▸ ACTIVITY
Decide whether each statement below agrees with the Streetbuzz interview. For each, answer yes or no and quote the words of the interview that decide it.
(a) Chris Pforr lived in the Philippines during 2001.
(b) Chris Pforr is keeping his house while he travels.
(c) For Iraq, Chris Pforr suggests handing it over to the UN.

Streetbuzz Interview

September 15, 2003

Chris Pforr: former physical therapist at Skagit Valley Hospital and author of 'Hey I'm Outa Here'.

A STREETBUZZ INTERVIEW

"Consider: Are we going to survive 10 more years?"

Chris Pforr

STREETBUZZ: So, the word on the street is that you're leaving the country.

CHRIS PFORR: Yeah, I quit my job, sold my house, I'm putting all my stuff into a 10x10 storage locker and hitting the road.

STREETBUZZ: OK, so what's up with that?

CHRIS PFORR: Well, it's like I said in my book, I feel this big sense of dread. You know, during 2001 I lived in the Philippines, that was great but then I came back home in 2002 'cuz I figured I'm an American and I should really live in my own country. Try to make it a better place, right? So what's my country been up to since then? Well, we've been buying SUV's at a furious rate; we've adopted a new national security policy that says we can attack anybody we want, any time we want, if they piss us off or don't give us our oil that happens to be lying underneath their country; and then we follow that up with this war against Iraq based on total lies. The war was about oil, about our need to militarize the Persian Gulf in order to ensure the steady flow of petroleum. We're pissing everybody off, and it's clear to me that we're eventually going to pay a price for that. I don't wanna be here when it's time to pay the piper.

STREETBUZZ: What are you suggesting might happen?

CHRIS PFORR: OK, here's an example. Last week in Fallujah, Iraq, those GI's killed the 9 Iraqi policemen in a "friendly fire" incident. The reports are conflicting, it's not really clear what started it, but what is clear is the reaction on the ground. Abdula Abdul Janabi, the imam of the mosque there, said afterwards that "This makes people's hearts boil with fire." That's a pretty heavy statement. Those people do not view us as liberators of their country; they are PISSED!

Contrary to what the Administration was saying before the war, it's now apparent that Iraq was not working with Al-Qaeda, was not sponsoring terrorism, and Saddam had nothing whatsoever to do with the 9/11 attacks. But as many people are commenting, Iraq is indeed now, after the war, becoming a breeding ground for international terrorism. And we are responsible for that happening, it is a direct result of this stupid war and occupation. For sure there are angry young men all over Iraq, and probably all over the Muslim world, sitting around devising strategies for fucking us up. This will be WTC times 10. And no Homeland Security Department is going to stop all of them. We are cooking our own goose.

STREETBUZZ: But surely there's no easy way out now. The United States can't just pack up the humvees and M-1 tanks and soldiers, and leave. What's your solution?

CHRIS PFORR: Solution? Who says there's a solution? Well, there are at least two issues here, first what do we do with Iraq now that it's "ours", and then what do we do about everything else? About Iraq, I don't have any great ideas, except turn it over to the UN, and hope that somehow even at this late moment that the international community can salvage something out of the situation. Iraq is really a huge disaster now, it's going to be a huge international problem for decades, and a very expensive problem too. What's gonna happen? If we really let the Iraqis determine their own future, it obviously won't be a democracy at least in the short term, probably either a dictatorship or more likely an islamic state, but who knows? What do we expect, anyway? The US was a key supporter of Saddam during the 1980's while he was fighting a war with our enemy Iran and consolidating his dictatorship by exterminating the internal opposition. I'm sure he killed all the Iraqi Thomas Jeffersons, and probably with our blessings too. What now? Ya got me.

▸ RECORDED INFORMATION

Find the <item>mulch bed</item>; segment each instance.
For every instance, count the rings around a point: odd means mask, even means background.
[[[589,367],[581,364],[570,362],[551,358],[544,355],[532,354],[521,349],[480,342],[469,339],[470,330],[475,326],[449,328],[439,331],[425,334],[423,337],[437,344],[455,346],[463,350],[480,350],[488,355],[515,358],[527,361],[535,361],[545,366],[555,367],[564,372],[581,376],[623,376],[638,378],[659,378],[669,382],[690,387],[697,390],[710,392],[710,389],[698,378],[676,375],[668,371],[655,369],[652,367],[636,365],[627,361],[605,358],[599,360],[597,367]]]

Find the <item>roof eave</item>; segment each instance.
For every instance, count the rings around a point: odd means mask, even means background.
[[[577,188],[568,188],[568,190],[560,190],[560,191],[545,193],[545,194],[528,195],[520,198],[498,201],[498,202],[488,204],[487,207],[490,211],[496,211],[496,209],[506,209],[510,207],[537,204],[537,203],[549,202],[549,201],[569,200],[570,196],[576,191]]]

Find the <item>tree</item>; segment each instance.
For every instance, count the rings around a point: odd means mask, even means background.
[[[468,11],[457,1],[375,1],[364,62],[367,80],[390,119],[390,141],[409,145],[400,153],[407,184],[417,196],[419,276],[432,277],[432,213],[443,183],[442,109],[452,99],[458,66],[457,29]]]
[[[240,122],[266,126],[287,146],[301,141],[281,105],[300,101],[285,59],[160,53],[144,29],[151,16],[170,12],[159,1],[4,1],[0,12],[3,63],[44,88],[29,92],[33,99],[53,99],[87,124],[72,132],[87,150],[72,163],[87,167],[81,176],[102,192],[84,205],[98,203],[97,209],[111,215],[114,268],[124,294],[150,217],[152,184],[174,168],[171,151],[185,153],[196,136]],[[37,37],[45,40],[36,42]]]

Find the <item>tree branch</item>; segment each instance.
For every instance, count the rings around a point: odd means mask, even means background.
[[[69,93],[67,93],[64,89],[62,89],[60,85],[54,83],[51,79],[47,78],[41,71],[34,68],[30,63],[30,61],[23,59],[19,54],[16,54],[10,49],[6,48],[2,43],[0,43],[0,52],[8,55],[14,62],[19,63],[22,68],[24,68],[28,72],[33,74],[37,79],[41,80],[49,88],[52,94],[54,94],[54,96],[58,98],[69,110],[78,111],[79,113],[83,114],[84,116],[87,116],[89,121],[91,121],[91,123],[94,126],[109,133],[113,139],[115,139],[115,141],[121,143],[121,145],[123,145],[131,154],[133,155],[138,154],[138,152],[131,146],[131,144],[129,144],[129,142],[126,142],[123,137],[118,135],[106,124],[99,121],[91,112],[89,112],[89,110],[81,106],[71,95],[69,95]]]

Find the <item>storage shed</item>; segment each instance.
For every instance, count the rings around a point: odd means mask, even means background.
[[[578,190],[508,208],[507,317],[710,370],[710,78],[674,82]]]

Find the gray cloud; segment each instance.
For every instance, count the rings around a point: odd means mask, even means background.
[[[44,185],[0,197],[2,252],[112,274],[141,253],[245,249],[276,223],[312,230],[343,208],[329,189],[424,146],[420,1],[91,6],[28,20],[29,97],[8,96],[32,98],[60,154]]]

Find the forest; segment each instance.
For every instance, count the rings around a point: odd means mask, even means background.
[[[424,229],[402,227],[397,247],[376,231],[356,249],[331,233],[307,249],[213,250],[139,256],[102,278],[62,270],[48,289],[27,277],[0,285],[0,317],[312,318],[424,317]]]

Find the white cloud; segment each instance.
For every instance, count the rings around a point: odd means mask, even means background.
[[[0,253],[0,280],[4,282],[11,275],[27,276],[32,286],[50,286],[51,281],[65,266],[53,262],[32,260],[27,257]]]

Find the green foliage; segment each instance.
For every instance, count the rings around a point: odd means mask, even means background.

▸ WRITTEN REPLY
(a) Yes: "during 2001 I lived in the Philippines"
(b) No: "I quit my job, sold my house"
(c) Yes: "except turn it over to the UN"